### Task instructions
Carry on the essay below about markets achieving the left's goals, picking up after its last paragraph; the items that follow it are not part of the essay.

---- Quoted passage

Markets Achieve What the Left Wants Too

First, I happily accept Roderick’s certification as a “non-vulgar libertarian.” I’m hoping he’ll get me the keys to the secret restroom, which I’m sure is cleaner than those in regular libertarian organizations (and certainly cleaner than those in the statist status quo) because these are cleaned by the owner-worker-managers themselves, rather than through hierarchical job assignments.

More seriously, he raises the question of whether my “playing defense” perspective runs the risk of minimizing the problems that really exist in a statist society. Specifically, he wonders whether pointing to the real gains of the poor leaves me and others open to other ways in which the poor have become worse off in recent years, thanks to various state policies. He also suggests that as far as left-libertarian dialogue goes, it might be more constructive to find places of agreement on the ways in which inequalities pervade the current system.

Again, I think Roderick and I have a disagreement of degrees, not principle. I also think it’s centrally important that libertarians point to the variety of injustices and inequalities that pervade the current system. For example, in my own work on gender and the family, I have pointed to the ways in which the current income tax system in the United States, through its combination of progressivity and not allowing married couples to treat each one’s income separately, is extremely biased against the labor force participation of secondary earners. Their first dollar gets taxed at the highest rate paid by the primary earner. Given that women are more likely to be the secondary earners (for cultural reasons that a thicker libertarianism could join with the left in trying to change), this ends up punishing married women who wish to work. That punishment is even greater when one considers the other costs associated with working (e.g., finding affordable day care in a highly regulated market). Simple changes to the tax system, or even going to a low and flat tax, would rectify this situation and help to put the genders on more equal ground in the labor market. Here’s a case where libertarians could join with the feminist left in working to change the tax system in a way that reduces a state-created gender inequity.

Even as we agree with the left about the existence of real inequalities in the status quo, sometimes one of the most effective things libertarians can do is to identify how market processes might better serve the left’s stated ends than their own preferred policies do. For me, this is one of the advantages of the data showing the better consumption possibilities for the poor. Most of that growth, I would argue, has come from the underlying market processes that have reduced the prices of new innovations and made luxuries into basics, all while the same processes have generally raised the value of human labor so that all of these goods can be afforded. Markets, including Wal-Mart, have done more for poor Americans than any government program, at least in the long run if not the short run. As I’ve said elsewhere, given Wal-Mart’s success in improving the living standards of poorer Americans, through both jobs and cheaper goods, if it were a government program, it would be the greatest anti-poverty program ever (and it would be cheered by the left for the same reasons it should be today, even as one recognizes its imperfections).

--------
---- Record extracts

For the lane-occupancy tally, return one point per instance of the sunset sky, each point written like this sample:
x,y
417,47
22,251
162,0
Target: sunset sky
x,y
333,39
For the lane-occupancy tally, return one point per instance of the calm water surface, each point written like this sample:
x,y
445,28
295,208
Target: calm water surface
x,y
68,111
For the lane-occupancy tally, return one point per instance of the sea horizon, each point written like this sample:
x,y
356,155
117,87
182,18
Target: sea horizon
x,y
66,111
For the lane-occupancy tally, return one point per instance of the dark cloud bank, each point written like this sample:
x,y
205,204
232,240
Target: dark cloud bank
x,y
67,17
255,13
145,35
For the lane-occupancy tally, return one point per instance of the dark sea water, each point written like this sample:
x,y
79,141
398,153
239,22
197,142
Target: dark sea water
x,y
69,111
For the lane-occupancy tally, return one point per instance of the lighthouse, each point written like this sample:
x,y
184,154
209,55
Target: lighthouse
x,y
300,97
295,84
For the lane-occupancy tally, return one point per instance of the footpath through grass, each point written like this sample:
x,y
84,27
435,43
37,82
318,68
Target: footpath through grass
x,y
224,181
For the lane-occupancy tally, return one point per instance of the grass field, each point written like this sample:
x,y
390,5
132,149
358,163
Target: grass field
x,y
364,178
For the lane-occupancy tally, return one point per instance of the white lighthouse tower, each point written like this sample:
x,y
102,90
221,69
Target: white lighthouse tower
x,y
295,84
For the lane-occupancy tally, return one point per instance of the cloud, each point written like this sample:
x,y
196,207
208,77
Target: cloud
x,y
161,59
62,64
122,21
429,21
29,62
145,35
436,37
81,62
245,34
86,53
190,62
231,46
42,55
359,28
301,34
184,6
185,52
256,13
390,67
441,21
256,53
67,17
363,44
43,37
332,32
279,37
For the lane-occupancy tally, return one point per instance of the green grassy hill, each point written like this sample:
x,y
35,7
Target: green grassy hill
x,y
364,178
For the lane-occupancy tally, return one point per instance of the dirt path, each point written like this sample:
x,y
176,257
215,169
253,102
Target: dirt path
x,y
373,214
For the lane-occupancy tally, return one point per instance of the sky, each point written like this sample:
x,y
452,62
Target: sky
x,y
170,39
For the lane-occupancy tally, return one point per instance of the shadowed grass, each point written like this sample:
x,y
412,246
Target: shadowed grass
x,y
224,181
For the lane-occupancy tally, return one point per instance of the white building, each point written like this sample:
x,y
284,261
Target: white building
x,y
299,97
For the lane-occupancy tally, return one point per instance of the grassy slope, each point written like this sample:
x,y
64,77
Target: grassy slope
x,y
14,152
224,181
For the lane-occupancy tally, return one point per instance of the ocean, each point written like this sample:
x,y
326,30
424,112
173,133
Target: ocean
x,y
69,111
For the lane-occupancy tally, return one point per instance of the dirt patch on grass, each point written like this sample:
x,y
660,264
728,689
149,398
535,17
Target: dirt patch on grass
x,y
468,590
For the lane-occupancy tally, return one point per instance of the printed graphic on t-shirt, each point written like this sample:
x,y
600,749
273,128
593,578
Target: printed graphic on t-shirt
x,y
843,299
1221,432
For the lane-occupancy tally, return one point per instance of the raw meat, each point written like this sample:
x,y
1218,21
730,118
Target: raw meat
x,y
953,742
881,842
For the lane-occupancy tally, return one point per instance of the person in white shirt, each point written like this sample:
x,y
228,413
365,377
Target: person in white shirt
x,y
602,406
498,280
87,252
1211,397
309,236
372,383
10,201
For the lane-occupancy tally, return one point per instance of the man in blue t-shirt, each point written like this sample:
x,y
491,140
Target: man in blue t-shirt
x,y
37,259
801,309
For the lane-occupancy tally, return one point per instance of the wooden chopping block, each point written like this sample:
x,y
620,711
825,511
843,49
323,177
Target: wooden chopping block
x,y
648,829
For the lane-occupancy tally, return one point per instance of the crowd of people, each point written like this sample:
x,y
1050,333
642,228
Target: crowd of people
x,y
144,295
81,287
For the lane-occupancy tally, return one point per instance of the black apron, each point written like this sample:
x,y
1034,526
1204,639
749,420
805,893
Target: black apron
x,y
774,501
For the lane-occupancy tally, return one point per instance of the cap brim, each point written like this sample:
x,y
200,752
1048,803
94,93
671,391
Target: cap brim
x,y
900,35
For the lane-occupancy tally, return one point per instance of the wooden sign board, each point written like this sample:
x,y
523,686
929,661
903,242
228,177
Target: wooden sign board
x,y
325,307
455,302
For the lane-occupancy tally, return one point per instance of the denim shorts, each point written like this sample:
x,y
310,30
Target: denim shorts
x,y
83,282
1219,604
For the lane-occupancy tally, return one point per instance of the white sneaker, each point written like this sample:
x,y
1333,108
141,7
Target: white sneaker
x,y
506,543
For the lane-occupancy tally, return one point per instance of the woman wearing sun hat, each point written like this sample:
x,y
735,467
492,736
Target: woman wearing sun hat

--------

### Exercise answer
By the same token, libertarians can also point to government interventions such as minimum wage laws and occupational licensure laws that limit the labor market opportunities of the poor, particularly those of color, and engage the left in conversation about whether such policies really do serve their ends better than the results of free(d) markets.

Finally, let me note, and I know Roderick agrees with me here, that libertarians have paid far too little attention to the ways in which state intervention is a source of racial and gender inequities. That’s not to say we have paid no attention to them, but it is to say that if we are going to engage the conversations over policy that are taking place on the left (and among many academics), we are going to have to pay more attention to them.

More importantly, if libertarian ideas are ever going to be significantly attractive to more women and people of color, and perhaps more young people regardless of race and gender, we are going to have to do a lot better in showing how our ideas can speak to their concerns and their rightful claims of historical injustice. Aside from the fact that white men are becoming even more of a minority themselves so appealing to women and people of color is no long optional, much earlier in its history, libertarianism stood in solidarity with the concerns of these groups, who they rightly saw as victims of state oppression and for whom freed markets and freedom in general would go a long way in helping.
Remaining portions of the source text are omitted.